> _Task instructions_:
Copy out every line in the material below that contains the word "bush".

§

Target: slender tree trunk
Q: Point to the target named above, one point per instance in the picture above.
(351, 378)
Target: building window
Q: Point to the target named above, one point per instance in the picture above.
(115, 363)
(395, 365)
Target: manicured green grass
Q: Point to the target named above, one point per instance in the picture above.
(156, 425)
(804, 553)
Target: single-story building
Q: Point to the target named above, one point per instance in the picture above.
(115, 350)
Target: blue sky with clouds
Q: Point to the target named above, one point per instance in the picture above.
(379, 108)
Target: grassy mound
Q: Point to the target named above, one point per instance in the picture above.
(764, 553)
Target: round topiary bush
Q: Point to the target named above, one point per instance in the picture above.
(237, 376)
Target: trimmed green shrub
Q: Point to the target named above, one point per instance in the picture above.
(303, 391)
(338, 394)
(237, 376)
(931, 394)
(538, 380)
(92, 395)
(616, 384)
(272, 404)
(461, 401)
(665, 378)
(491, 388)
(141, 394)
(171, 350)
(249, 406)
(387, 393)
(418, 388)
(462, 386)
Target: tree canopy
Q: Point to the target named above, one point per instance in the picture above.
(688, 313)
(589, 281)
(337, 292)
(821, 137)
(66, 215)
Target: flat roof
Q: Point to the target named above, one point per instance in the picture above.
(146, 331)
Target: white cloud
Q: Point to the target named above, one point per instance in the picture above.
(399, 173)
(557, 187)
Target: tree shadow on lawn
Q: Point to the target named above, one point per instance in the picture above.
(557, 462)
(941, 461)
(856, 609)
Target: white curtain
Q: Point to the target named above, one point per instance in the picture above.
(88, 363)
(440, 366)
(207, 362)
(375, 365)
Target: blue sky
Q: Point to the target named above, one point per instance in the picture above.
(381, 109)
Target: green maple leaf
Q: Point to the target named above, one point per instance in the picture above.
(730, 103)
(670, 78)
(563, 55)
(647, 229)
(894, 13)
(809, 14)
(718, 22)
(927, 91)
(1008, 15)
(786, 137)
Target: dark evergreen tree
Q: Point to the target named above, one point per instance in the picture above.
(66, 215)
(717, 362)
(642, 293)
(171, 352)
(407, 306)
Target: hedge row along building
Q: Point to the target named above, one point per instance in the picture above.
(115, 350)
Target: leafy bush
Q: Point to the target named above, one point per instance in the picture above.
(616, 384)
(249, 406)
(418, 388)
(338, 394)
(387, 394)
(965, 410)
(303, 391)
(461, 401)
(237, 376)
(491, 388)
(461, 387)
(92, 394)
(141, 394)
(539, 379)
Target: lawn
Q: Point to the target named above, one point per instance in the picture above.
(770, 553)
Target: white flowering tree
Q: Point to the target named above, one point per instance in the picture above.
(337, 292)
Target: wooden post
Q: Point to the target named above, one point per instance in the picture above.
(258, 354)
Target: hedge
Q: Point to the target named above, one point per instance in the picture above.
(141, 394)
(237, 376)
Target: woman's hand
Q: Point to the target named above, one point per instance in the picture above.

§

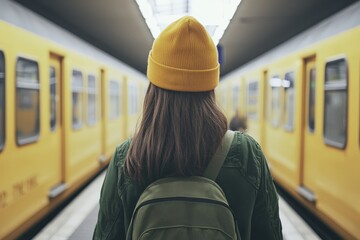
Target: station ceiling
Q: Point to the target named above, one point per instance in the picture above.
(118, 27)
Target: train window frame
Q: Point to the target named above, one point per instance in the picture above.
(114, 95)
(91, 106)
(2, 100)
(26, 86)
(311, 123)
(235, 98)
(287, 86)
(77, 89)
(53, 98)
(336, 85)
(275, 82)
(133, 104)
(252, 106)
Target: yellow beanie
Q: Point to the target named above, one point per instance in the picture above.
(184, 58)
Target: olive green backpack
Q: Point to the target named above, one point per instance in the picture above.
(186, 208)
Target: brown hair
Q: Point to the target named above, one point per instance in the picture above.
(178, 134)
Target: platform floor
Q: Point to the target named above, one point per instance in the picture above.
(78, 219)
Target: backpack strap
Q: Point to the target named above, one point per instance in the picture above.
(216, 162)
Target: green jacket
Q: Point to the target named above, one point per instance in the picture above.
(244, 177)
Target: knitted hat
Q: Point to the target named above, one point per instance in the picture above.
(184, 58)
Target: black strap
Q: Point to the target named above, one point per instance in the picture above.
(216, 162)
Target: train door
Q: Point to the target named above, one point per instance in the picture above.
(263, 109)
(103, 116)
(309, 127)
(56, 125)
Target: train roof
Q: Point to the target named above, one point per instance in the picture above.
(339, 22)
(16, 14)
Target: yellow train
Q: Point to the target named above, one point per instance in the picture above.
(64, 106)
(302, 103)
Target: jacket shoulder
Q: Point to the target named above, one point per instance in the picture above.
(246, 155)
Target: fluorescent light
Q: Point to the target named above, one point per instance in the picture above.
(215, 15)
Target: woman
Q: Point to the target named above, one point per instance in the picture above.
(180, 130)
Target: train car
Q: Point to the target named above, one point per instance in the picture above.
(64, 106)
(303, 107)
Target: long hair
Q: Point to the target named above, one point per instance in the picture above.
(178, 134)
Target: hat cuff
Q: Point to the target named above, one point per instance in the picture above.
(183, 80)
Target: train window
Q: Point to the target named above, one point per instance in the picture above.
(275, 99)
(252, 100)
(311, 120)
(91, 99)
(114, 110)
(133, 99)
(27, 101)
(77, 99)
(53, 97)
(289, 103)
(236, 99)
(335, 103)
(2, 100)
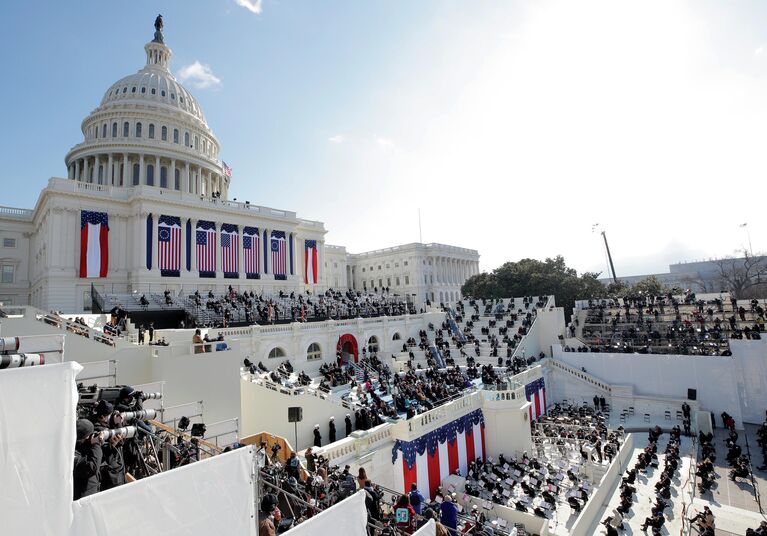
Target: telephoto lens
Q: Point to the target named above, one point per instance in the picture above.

§

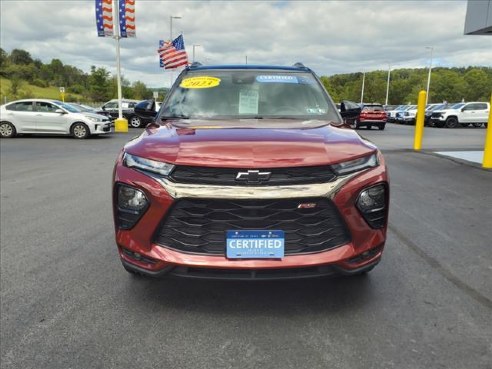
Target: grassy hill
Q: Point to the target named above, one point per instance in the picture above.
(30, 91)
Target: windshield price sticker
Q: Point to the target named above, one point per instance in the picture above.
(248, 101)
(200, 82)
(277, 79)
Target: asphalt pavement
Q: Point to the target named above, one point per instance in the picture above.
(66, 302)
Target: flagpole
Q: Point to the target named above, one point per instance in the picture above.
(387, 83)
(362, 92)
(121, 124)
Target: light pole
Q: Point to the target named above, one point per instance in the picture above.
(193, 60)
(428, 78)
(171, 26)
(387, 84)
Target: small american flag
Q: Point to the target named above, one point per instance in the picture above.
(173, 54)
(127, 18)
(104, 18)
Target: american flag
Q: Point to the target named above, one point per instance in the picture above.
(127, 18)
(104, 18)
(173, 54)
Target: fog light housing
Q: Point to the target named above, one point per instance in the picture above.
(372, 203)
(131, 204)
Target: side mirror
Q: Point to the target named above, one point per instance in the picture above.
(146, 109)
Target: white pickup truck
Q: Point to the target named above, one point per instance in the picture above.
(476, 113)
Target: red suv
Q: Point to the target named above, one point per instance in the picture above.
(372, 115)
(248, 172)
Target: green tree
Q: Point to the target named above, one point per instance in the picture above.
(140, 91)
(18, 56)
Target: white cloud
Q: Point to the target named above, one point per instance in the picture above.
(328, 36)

§

> _Output for this task_:
Target: round topiary bush
Target: leafy bush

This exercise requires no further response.